Stored items from a collection:
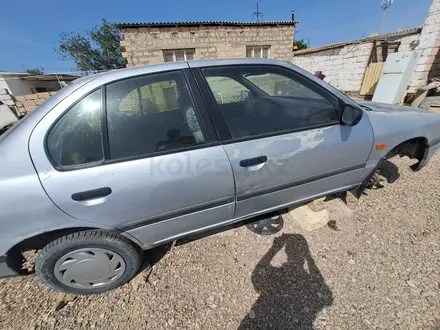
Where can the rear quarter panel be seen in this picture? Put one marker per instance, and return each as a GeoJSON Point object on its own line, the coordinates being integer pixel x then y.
{"type": "Point", "coordinates": [393, 128]}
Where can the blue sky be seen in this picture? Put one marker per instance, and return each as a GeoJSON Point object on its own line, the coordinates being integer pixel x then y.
{"type": "Point", "coordinates": [29, 32]}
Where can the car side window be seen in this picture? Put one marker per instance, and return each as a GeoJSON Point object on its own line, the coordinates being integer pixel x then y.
{"type": "Point", "coordinates": [276, 100]}
{"type": "Point", "coordinates": [150, 114]}
{"type": "Point", "coordinates": [75, 138]}
{"type": "Point", "coordinates": [226, 89]}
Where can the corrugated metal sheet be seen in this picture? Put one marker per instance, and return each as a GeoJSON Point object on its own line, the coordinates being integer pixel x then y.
{"type": "Point", "coordinates": [350, 42]}
{"type": "Point", "coordinates": [205, 23]}
{"type": "Point", "coordinates": [371, 78]}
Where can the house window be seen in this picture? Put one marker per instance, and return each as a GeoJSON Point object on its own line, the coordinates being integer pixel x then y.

Brief
Write out each line of the data exactly; the images should be left out.

Problem solution
Where can the rear quarter panel be seen in this picture? Put one marker per instance, and return each as a GeoJSON Point object on its own line, the coordinates being integer pixel x then y.
{"type": "Point", "coordinates": [393, 128]}
Where can the blue sky be seen in this picture? Put one marker per instance, and return each as a GeoJSON Point object on its own line, the coordinates being integer pixel x then y.
{"type": "Point", "coordinates": [29, 32]}
Where can the car side window be seen in this picture? Put one marker per instance, and return each as a GeoJSON Point object on its own line, the coordinates being integer pixel x then y.
{"type": "Point", "coordinates": [276, 100]}
{"type": "Point", "coordinates": [150, 114]}
{"type": "Point", "coordinates": [75, 138]}
{"type": "Point", "coordinates": [226, 89]}
Where can the corrugated metal sheet be seen in this picture? Put one marker per instance, and return each as a GeoJSON Point object on its own line, the coordinates being integer pixel x then y.
{"type": "Point", "coordinates": [350, 42]}
{"type": "Point", "coordinates": [205, 23]}
{"type": "Point", "coordinates": [371, 78]}
Where can the house window be seen in this picture? Put one marker per instance, and return each as a GeoJSON Point object on its own line, the coordinates being integer pixel x then y.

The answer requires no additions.